-- INPUT ROWS start --

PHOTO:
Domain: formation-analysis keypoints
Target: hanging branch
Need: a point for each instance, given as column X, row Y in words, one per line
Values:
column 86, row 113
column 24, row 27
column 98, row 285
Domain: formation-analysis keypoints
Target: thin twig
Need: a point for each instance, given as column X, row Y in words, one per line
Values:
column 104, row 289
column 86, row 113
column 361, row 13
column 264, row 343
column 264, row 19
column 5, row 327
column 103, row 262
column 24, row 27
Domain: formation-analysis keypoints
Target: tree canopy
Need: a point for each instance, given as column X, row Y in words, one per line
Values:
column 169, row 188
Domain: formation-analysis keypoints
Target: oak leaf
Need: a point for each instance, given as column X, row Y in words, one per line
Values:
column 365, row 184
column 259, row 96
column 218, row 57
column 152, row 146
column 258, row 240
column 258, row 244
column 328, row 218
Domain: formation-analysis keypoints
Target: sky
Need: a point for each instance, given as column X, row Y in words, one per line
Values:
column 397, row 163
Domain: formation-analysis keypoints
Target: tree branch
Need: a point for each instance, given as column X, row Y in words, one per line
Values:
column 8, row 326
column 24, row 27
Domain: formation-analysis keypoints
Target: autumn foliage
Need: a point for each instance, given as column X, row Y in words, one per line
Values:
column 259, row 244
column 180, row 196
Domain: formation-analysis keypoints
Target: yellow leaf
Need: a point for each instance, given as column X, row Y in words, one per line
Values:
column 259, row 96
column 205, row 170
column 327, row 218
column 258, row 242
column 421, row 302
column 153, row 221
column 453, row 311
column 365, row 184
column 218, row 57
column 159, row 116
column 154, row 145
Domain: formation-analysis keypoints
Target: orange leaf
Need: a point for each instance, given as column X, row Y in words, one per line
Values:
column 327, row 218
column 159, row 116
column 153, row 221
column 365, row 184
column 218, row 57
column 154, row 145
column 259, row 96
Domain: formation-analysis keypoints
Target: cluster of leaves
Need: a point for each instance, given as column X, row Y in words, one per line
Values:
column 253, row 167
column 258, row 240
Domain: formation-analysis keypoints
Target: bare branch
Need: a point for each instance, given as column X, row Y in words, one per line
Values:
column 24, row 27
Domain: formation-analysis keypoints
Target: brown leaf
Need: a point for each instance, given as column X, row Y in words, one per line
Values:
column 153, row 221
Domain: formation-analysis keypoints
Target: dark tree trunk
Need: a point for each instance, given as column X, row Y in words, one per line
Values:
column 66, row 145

-- INPUT ROWS end --

**TASK STATEMENT:**
Return each line of the data above that contains the string "leaf", treating uppercase and lowercase as different.

**EXERCISE RESULT:**
Target: oak leaf
Target: yellow leaf
Target: orange leaf
Target: brown leaf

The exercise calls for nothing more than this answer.